Extracted text
One easily sees that Matthew changes some of the details and abbreviates the account of Mark.  He says there are two who are possessed roaming the hills.  They call Jesus the Son of God and are terrified by his presence. He sends them into the herd of swine that perish in the Lake of Galilee.

In the New Jerome Biblical Commentary Father Benedict Viviano, a Dominican scholar states: “This is the closest the Gospels come to comic storytelling. To the Israelites, pigs not only were unclean but also funny; to the Gentiles, the Jews’ horror of swine was a subject for laughter and teasing (cf. II Macc. 6:18; 17:1; Josephus Anitquities 12.5.4/253; 13:8.2/ 243; Juvenal , Sat. 6, 159.”

Problems to solve
(a) Decide whether each statement below agrees with the passage about the swine, answering yes or no and quoting the deciding words: (i) Matthew says two possessed men roam the hills; (ii) the swine perish in the Jordan River; (iii) Father Benedict Viviano is described as a Franciscan scholar.
(b) Carry on the passage about the swine, picking up right after its final sentence.

Provided material

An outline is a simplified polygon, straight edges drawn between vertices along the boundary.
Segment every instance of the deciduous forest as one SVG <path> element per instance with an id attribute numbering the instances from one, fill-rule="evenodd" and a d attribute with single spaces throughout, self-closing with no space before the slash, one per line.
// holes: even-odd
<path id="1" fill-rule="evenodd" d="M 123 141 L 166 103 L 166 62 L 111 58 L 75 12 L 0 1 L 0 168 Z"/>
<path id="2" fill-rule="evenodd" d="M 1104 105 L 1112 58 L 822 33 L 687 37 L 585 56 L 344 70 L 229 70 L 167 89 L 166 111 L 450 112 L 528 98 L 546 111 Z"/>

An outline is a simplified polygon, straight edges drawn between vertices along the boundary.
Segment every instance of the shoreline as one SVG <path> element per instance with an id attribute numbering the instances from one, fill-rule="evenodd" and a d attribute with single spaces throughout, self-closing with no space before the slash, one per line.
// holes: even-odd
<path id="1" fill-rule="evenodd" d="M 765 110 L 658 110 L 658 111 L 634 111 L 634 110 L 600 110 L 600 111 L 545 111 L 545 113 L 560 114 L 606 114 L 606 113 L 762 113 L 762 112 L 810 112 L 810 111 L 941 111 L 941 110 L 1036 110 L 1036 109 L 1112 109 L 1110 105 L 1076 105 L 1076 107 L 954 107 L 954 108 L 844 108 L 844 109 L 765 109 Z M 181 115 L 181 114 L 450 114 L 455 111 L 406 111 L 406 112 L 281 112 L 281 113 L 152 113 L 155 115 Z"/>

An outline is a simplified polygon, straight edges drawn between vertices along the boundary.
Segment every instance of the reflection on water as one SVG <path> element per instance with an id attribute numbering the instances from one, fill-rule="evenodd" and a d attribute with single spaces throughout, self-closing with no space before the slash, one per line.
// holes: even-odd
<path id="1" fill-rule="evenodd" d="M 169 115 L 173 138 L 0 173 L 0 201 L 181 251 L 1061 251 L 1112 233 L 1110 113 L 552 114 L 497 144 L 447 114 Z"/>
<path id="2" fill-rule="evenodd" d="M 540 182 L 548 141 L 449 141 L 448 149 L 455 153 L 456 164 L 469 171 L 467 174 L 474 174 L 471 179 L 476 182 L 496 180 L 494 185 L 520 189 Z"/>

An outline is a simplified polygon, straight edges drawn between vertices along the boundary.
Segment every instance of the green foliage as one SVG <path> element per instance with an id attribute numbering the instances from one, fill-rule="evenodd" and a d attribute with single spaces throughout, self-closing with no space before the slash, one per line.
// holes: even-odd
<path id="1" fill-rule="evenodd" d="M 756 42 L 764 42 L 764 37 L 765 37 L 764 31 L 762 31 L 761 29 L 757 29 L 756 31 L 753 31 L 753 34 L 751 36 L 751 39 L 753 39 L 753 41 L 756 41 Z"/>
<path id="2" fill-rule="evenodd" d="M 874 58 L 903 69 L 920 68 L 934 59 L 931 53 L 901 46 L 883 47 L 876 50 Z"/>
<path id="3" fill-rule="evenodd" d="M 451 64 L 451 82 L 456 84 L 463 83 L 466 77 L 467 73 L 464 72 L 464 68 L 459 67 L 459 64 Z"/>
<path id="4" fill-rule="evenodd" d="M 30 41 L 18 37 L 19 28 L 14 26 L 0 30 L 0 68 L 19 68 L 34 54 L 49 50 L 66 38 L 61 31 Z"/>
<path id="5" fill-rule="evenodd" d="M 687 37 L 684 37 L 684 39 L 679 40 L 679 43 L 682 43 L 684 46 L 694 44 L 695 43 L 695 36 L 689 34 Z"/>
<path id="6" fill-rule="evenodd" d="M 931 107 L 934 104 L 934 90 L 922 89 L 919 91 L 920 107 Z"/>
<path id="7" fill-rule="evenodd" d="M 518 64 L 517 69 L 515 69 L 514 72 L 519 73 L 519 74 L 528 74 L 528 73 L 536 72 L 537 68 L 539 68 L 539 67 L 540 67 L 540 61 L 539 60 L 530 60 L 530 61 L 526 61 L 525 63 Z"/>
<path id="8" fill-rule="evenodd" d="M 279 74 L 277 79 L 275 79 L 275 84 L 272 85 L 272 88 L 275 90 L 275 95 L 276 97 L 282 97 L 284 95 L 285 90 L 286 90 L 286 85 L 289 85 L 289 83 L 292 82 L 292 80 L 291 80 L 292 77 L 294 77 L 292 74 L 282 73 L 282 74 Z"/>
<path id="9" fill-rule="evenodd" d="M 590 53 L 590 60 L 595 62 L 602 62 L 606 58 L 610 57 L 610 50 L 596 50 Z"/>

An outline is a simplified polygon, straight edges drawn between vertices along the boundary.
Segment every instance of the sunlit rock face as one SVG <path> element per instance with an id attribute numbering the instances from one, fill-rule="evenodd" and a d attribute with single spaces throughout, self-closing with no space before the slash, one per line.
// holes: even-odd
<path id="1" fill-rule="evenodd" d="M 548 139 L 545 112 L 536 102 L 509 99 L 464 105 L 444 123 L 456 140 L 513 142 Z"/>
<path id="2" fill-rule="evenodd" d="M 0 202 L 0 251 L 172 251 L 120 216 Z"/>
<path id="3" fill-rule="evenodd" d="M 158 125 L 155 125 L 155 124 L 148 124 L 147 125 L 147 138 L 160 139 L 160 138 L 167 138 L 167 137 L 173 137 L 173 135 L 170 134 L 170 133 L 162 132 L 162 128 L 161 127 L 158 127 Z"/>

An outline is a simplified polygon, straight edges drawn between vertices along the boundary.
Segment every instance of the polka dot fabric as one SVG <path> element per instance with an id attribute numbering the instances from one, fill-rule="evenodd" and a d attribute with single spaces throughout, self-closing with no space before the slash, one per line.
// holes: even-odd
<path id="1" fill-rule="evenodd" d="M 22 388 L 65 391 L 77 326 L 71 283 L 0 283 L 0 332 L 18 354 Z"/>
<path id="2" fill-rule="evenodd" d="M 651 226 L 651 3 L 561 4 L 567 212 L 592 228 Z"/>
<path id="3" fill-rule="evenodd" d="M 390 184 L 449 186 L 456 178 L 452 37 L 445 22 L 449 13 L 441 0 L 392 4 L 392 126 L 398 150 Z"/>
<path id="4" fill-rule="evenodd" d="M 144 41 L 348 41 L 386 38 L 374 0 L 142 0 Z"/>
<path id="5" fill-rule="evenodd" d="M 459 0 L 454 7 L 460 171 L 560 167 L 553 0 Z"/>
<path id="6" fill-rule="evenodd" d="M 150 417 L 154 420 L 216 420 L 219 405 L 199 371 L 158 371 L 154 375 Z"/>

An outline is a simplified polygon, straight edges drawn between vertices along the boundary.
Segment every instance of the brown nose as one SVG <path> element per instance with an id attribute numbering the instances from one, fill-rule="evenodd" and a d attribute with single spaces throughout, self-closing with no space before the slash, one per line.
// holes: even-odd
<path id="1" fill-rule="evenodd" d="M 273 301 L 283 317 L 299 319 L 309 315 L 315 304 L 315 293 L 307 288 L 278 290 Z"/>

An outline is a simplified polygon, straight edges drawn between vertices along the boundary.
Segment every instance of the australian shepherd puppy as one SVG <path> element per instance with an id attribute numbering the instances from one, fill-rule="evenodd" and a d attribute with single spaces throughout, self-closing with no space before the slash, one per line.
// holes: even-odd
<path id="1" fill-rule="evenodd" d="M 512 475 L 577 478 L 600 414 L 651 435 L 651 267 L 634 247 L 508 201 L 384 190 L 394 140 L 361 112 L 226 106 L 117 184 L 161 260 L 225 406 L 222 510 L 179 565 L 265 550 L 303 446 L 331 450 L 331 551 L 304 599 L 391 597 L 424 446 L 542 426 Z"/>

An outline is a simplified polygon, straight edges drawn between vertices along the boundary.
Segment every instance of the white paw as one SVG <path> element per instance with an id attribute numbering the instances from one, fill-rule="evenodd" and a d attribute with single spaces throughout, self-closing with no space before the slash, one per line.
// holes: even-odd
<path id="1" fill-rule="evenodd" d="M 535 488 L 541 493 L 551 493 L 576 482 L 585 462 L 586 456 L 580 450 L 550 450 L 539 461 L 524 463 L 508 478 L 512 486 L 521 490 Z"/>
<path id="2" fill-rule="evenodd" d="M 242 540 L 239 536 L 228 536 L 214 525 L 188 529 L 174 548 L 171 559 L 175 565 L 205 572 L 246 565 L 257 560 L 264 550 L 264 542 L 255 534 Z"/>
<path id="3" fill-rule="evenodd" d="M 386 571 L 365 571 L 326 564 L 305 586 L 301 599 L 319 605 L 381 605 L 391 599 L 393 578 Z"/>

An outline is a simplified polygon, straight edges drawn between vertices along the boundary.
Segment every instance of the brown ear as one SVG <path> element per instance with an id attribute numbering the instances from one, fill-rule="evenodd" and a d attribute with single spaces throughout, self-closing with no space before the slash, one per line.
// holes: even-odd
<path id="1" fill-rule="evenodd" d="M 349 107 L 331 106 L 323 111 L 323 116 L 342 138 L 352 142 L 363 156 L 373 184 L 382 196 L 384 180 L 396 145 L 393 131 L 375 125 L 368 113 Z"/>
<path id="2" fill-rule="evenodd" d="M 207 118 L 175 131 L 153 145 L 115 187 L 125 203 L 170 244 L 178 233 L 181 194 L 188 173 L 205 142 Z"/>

Answers by task
(a)
(i) Yes: "He says there are two who are possessed roaming the hills."
(ii) No: "He sends them into the herd of swine that perish in the Lake of Galilee."
(iii) No: "Father Benedict Viviano, a Dominican scholar"

(b)
It seems that Matthew has a pattern of using two blind men just as he does here in our narrative with two possessed men, while Mark has only one man in both happenings. As educated readers and believers we can see the literary dependence of Matthew upon Mark.  The point being made by both evangelists is that Jesus has absolute power over all forms of evil.

Jesus has come before the appointed time to drive out demons and evil in the present and to continue to do so.  We trust in his power and his healing to deliver us from all evil.  We remind ourselves of this each day when we say the Lord’s prayer…”deliver us from all evil. Amen.”